**SOURCE DOCUMENT**.
-- Opening Marker --

Eight months after we were married, we became pregnant with our son, PJ. He was born nearly 5 months after our 1st anniversary. We quickly fell into the chaos that only new parents know, drifting past each other in a sleepy haze as we doted on this amazing being that had stormed into our lives. We tended to our son with everything we had, through his infancy into toddler-hood and into his diagnosis of Autism shortly after he turned two. Parenthood in and of itself changed everything, but that diagnosis...the discovery that PJ had Autism turned my world upside down. I threw myself into every aspect of his therapies, tracked every milestone as they crept by. I vaguely noticed that, maybe, I wasn't tending to my marriage, but it wasn't a concern I took very seriously. I certainly didn't consider the idea that Pete was drifting away. There was a growing valley between us as I wildly tried to keep my son connected to the world- what was more important?
This time last year, I was in bed reading Carry On, Warrior by Glennon Melton (of Momastery fame) and came across an essay entitled "Easter", detailing the demolition and rebuilding of her marriage to her husband. She spoke of going through the motions of love and marriage- just enough sex, just enough affection, just...enough. There was no way to pinpoint what was happening between them but to say that there was a disconnect. I nodded as I read, saying "Yes. This. This is what I would say to Pete, written down perfectly." I wanted to show it to him, but instead, I rolled over and went to sleep.
I never reached out. Pete didn't, either, and a few months later, it all came to a head. A late night, a lot of blame, and the worst fight we had ever had brought us to the decision to take leave of our marriage. Pete didn't sleep at home again for nearly four months. My son was confused, and although we worked together as a team for his sake, the tension between us was palpable, even to an Autistic toddler. His moods and behavior declined- another thing that was sacrificed on this messy alter, and I despised myself for causing his hurt. Still, I couldn't simply roll over and go back to way things were between Pete and I, and neither could I just go for the clean break. Instead, we sought counseling.
It took a few tries, but we found a good therapist. This ended up being the decision that, in the end, gave our marriage a new heartbeat and continues to sustain it. Every week, we go in and sit on the couch and we agree to lay. it. all. out. There's no hiding, no avoidance, no pretense. And let me tell you something, folks. It's hard for me. I had to bring all of my hurt and accusations and broken, missing pieces to the table, and I also had to prepare myself for the understanding that I wasn't simply a victim in our marital troubles. I carried a bucket full of blame myself. Pete and I, both, had wandered so far from where we started, and in two different directions. Our therapist is our road map, easing us off the wrong path by asking the right questions to help us find a new path.
It's been nearly a year since that terrible night, and while we have come so far, we still have miles to go. Miles. The road is bumpy, messy, rocky, and soooooooooooooooo looooooooooong. And it's still cluttered with books and laundry and PJ's toys. In so many ways, the road looks the same. It's Pete and I who look different. But, that's the good news, right? There is a road ahead of us. Us.

-- Closing Marker --

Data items

-- Opening Marker --

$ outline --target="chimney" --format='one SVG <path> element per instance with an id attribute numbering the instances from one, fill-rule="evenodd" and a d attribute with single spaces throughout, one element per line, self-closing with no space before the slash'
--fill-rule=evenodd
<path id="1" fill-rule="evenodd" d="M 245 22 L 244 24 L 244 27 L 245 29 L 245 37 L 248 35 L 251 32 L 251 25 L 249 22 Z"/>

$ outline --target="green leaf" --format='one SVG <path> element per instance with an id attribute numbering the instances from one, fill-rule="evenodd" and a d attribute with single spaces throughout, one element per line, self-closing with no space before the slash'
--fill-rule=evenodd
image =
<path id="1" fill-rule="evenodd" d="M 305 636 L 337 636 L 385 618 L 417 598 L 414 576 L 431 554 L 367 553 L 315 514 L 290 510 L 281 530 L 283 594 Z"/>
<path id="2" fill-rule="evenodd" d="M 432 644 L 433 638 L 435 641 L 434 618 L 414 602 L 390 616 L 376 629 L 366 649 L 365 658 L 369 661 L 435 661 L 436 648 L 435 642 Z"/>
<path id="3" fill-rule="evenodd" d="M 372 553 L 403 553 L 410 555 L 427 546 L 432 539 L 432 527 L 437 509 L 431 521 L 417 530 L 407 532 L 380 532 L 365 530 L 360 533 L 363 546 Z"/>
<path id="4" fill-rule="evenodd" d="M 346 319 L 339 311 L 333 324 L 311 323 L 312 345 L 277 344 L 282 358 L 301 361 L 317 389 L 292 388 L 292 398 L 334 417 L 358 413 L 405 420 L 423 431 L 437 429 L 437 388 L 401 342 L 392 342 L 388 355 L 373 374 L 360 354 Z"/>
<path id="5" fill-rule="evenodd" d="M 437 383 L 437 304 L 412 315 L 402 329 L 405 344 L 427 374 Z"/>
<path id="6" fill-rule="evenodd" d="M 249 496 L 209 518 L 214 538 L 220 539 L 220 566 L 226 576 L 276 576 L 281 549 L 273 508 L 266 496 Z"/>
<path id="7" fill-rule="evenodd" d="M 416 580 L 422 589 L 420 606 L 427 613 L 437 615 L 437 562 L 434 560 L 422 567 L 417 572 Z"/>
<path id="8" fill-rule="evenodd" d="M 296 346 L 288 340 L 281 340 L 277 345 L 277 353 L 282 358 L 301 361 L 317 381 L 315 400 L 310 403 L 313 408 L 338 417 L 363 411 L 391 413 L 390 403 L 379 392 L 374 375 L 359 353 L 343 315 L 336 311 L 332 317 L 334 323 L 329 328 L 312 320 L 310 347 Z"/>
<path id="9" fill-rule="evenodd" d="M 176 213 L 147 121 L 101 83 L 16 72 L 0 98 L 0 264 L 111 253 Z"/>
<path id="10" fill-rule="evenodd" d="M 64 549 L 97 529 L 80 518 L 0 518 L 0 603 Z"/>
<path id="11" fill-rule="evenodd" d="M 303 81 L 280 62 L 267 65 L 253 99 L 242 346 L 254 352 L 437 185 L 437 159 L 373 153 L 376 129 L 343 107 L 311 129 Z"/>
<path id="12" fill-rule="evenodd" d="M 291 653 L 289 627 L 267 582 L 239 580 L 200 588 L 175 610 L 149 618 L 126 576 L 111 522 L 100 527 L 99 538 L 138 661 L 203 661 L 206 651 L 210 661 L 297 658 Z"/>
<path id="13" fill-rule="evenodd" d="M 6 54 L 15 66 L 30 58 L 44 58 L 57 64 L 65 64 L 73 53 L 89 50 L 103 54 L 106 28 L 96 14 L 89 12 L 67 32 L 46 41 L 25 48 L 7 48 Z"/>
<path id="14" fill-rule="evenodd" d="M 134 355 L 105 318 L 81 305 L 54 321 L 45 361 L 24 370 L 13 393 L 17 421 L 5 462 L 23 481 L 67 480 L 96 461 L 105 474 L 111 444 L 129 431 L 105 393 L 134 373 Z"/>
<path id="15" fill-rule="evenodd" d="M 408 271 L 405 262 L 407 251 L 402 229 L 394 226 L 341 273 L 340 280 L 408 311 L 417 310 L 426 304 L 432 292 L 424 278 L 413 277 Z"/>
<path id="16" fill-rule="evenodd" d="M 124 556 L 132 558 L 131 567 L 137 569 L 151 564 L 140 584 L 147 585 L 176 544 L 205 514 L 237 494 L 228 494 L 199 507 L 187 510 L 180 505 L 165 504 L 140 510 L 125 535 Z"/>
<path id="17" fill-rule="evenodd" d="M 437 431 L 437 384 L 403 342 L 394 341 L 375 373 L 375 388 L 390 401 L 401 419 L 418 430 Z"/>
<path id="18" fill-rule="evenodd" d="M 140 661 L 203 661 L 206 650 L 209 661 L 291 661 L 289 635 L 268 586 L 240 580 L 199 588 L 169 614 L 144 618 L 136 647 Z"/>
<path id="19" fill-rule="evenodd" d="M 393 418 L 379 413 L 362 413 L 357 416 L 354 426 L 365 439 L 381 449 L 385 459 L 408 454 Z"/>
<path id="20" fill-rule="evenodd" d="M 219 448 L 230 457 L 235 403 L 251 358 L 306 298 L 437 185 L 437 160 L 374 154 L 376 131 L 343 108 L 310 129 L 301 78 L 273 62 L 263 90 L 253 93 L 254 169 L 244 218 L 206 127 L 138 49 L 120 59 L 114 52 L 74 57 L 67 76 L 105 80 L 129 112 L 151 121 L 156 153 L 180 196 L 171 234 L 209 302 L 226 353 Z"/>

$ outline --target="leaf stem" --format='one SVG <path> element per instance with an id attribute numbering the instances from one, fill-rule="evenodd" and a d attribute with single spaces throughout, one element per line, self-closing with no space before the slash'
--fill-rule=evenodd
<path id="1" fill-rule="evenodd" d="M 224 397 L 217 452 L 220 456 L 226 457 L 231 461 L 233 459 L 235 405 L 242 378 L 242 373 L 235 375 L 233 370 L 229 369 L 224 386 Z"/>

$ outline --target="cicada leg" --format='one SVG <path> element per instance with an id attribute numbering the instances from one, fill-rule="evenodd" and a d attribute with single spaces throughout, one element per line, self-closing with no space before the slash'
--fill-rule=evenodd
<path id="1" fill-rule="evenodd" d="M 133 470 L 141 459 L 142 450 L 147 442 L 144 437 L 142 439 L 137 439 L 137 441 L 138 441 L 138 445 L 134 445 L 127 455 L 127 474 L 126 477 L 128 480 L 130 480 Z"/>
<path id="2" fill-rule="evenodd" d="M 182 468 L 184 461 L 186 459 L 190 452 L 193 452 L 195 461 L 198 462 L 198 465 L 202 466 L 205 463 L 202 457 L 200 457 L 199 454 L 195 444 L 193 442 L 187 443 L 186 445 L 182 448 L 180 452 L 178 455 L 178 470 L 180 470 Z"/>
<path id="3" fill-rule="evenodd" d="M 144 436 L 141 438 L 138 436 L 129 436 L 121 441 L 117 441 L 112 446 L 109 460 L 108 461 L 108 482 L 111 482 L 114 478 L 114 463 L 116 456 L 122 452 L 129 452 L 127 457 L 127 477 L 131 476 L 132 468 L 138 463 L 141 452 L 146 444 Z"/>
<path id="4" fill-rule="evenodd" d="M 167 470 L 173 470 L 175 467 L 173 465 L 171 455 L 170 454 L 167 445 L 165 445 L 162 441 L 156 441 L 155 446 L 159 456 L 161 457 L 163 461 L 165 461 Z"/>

-- Closing Marker --

**QUESTIONS ON THE MATERIAL**.
A. Decide whether each statement below agrees with the marriage essay, answering yes or no and quoting the words that settle it. (i) PJ was diagnosed with Autism shortly after he turned two. (ii) The narrator showed the "Easter" essay to Pete. (iii) Pete stayed away from home for nearly six months.
B. List every item that the marriage essay says the road is still cluttered with.
C. Reproduce the passage of the marriage essay that opens with the words containing "It took a few" and closes with "a new path.".
The listing is not needed for anything here.

**TASK-BY-TASK RESULTS**.
A.
(i) Yes: "into his diagnosis of Autism shortly after he turned two"
(ii) No: "I wanted to show it to him, but instead, I rolled over and went to sleep."
(iii) No: "Pete didn't sleep at home again for nearly four months."

B. books, laundry, PJ's toys

C.
It took a few tries, but we found a good therapist. This ended up being the decision that, in the end, gave our marriage a new heartbeat and continues to sustain it. Every week, we go in and sit on the couch and we agree to lay. it. all. out. There's no hiding, no avoidance, no pretense. And let me tell you something, folks. It's hard for me. I had to bring all of my hurt and accusations and broken, missing pieces to the table, and I also had to prepare myself for the understanding that I wasn't simply a victim in our marital troubles. I carried a bucket full of blame myself. Pete and I, both, had wandered so far from where we started, and in two different directions. Our therapist is our road map, easing us off the wrong path by asking the right questions to help us find a new path.